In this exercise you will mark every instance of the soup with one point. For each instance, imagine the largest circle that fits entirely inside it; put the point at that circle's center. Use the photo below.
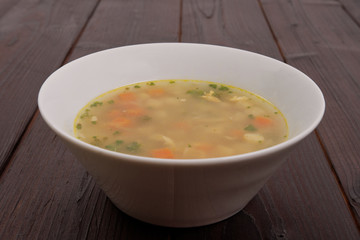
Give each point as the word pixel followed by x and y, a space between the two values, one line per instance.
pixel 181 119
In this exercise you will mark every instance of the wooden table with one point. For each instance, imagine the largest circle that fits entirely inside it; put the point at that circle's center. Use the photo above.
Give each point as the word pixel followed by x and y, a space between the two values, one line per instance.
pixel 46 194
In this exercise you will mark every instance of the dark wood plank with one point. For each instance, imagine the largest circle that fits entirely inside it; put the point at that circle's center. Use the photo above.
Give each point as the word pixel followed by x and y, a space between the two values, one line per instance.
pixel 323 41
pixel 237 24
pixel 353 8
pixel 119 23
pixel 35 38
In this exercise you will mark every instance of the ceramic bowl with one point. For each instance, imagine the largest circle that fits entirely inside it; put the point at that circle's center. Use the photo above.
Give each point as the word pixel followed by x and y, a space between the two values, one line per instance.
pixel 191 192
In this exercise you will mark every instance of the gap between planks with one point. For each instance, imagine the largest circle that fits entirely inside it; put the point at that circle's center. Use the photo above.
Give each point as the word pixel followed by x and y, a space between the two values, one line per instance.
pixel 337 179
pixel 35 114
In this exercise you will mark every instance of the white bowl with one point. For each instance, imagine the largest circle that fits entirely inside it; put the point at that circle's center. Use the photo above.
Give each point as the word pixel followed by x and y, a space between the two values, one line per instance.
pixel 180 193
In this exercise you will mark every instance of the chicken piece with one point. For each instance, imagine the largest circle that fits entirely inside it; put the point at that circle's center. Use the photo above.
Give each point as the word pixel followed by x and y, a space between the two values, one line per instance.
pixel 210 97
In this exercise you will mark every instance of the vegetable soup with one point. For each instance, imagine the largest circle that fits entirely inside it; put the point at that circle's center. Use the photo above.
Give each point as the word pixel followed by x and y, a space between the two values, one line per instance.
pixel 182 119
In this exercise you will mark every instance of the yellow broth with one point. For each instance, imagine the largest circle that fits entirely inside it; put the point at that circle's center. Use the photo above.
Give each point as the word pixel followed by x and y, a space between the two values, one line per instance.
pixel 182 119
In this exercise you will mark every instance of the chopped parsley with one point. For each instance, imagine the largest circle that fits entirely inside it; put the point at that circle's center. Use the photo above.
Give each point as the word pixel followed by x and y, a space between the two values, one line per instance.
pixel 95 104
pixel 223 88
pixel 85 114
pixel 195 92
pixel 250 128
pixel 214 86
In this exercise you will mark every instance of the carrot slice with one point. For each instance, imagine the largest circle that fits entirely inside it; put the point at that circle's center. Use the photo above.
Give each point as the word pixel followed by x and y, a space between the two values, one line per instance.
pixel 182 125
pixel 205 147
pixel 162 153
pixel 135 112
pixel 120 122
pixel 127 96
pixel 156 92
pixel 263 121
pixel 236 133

☆ ☆ ☆ ☆

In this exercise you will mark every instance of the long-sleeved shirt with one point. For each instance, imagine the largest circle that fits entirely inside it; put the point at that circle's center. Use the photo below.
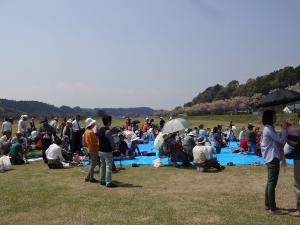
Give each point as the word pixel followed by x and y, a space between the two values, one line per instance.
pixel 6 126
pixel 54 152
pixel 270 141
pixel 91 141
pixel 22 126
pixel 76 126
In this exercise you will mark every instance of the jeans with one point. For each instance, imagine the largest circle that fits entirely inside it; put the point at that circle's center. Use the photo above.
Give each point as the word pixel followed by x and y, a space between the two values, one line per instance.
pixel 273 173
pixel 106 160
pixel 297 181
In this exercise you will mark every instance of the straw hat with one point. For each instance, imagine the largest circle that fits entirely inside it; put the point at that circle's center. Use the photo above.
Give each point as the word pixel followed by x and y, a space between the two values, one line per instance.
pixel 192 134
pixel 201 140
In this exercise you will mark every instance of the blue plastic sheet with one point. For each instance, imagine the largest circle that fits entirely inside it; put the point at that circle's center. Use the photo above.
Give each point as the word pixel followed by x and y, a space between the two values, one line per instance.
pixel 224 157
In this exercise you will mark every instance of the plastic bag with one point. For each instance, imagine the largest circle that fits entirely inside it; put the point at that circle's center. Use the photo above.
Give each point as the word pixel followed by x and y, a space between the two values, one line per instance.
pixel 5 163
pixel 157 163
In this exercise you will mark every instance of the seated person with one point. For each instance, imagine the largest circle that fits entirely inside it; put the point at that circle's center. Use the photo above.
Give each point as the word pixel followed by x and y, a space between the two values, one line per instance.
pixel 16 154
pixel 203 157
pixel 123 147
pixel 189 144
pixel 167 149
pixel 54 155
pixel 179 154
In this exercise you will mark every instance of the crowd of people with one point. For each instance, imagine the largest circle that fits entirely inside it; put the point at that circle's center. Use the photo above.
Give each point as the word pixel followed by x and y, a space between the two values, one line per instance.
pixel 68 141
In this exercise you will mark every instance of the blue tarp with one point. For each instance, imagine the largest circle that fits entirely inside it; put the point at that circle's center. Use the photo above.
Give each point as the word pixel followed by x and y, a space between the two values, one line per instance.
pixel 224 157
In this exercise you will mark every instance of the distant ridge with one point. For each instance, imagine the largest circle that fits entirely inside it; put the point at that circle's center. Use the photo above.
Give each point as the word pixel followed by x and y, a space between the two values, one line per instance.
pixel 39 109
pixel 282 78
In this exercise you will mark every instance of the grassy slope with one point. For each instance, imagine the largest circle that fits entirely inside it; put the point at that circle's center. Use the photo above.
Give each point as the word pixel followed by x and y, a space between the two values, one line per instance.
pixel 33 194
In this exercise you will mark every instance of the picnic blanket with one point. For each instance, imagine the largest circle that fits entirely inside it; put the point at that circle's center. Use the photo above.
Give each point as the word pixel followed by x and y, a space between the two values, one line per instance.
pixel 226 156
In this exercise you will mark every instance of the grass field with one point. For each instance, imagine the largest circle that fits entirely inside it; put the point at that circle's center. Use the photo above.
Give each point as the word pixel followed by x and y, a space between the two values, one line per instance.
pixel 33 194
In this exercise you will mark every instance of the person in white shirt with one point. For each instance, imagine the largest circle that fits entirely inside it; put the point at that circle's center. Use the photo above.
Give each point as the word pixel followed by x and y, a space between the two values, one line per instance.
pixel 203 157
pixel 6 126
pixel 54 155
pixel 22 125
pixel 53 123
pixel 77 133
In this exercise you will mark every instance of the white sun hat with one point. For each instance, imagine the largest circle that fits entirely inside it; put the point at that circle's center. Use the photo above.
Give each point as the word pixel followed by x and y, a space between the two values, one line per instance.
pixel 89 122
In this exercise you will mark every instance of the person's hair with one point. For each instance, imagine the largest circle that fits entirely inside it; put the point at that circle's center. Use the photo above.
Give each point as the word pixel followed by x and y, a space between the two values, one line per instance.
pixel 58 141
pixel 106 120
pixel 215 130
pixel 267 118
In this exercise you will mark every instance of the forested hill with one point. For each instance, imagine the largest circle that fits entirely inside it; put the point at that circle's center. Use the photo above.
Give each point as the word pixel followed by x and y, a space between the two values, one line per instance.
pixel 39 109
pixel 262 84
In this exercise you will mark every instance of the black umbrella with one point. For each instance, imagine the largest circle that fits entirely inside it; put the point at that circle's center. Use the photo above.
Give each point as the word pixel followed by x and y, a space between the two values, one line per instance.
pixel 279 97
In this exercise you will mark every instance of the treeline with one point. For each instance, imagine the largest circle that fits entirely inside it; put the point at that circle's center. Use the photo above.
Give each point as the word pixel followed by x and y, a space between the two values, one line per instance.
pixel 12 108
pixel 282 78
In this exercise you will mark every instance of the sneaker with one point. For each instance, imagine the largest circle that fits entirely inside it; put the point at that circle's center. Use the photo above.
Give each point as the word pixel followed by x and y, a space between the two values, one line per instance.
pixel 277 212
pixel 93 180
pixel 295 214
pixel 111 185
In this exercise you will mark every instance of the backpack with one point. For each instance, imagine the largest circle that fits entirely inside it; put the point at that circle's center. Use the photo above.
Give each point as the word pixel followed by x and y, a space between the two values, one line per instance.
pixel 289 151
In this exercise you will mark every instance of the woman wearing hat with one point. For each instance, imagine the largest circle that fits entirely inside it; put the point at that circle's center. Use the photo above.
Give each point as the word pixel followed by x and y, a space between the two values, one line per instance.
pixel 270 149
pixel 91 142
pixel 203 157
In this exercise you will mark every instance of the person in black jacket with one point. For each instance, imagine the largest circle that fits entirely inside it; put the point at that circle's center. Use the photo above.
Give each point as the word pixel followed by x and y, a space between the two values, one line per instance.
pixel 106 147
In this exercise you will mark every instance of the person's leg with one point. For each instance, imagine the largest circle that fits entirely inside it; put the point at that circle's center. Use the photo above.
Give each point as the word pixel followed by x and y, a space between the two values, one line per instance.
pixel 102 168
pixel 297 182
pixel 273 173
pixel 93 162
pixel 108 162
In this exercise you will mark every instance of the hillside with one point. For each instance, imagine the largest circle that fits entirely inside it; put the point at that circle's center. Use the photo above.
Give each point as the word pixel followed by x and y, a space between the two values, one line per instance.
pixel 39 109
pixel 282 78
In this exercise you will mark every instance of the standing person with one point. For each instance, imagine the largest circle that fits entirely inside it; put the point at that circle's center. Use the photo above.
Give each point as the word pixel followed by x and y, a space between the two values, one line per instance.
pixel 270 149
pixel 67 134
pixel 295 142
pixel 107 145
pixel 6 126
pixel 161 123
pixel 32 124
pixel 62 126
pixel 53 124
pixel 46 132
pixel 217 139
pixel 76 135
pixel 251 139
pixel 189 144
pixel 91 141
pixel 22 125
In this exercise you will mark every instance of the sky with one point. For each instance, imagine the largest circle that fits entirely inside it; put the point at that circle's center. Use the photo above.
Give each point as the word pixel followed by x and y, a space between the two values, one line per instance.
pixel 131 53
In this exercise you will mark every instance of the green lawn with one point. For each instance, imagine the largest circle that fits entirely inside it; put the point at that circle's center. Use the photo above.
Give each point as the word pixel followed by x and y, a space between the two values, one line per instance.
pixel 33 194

☆ ☆ ☆ ☆

Take from the listing every line in which the word "bowl" appears.

RESPONSE TO THE TASK:
In this exercise you will mark every instance of the ceramic bowl with one point. For each instance, imagine the largest circle that fits entirely inside it; put the point at that circle's center. Use the photo above.
In this exercise you will mark every instance of the white bowl with one point. For each instance, imagine the largest circle that fits entirely inside it; put the point at that circle's center. Use the photo above.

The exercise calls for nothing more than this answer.